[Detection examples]
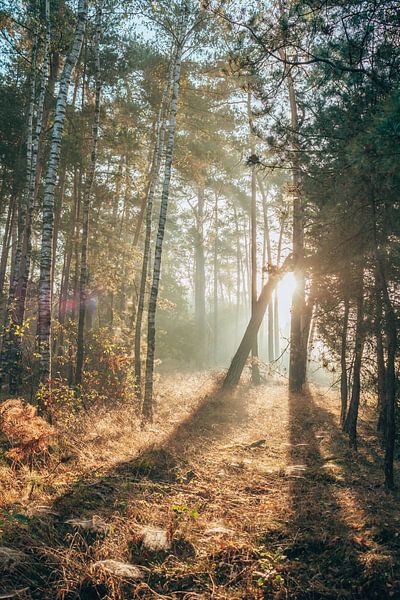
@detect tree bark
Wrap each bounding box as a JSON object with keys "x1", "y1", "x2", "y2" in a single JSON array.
[
  {"x1": 134, "y1": 61, "x2": 174, "y2": 398},
  {"x1": 222, "y1": 258, "x2": 292, "y2": 388},
  {"x1": 247, "y1": 88, "x2": 261, "y2": 385},
  {"x1": 374, "y1": 282, "x2": 387, "y2": 439},
  {"x1": 37, "y1": 0, "x2": 87, "y2": 386},
  {"x1": 281, "y1": 49, "x2": 307, "y2": 392},
  {"x1": 194, "y1": 186, "x2": 206, "y2": 369},
  {"x1": 75, "y1": 0, "x2": 102, "y2": 389},
  {"x1": 257, "y1": 174, "x2": 275, "y2": 362},
  {"x1": 340, "y1": 292, "x2": 350, "y2": 429},
  {"x1": 344, "y1": 269, "x2": 365, "y2": 450},
  {"x1": 213, "y1": 193, "x2": 219, "y2": 366},
  {"x1": 142, "y1": 12, "x2": 188, "y2": 420}
]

### THE EXERCISE
Could you rewrite the listing with "tree bark" replaced by "tree trunk" and everything else unchanged, leaving out the pictures?

### EXERCISE ANSWER
@detect tree trunk
Wrap each bounding box as a JSON object with keys "x1", "y1", "x2", "y2" in a single JSON array.
[
  {"x1": 134, "y1": 61, "x2": 174, "y2": 398},
  {"x1": 222, "y1": 258, "x2": 292, "y2": 388},
  {"x1": 247, "y1": 88, "x2": 261, "y2": 385},
  {"x1": 374, "y1": 282, "x2": 387, "y2": 439},
  {"x1": 37, "y1": 0, "x2": 87, "y2": 386},
  {"x1": 281, "y1": 49, "x2": 307, "y2": 392},
  {"x1": 194, "y1": 186, "x2": 206, "y2": 369},
  {"x1": 75, "y1": 0, "x2": 102, "y2": 389},
  {"x1": 257, "y1": 174, "x2": 275, "y2": 362},
  {"x1": 340, "y1": 292, "x2": 350, "y2": 429},
  {"x1": 344, "y1": 269, "x2": 365, "y2": 450},
  {"x1": 213, "y1": 193, "x2": 219, "y2": 366},
  {"x1": 142, "y1": 12, "x2": 188, "y2": 420}
]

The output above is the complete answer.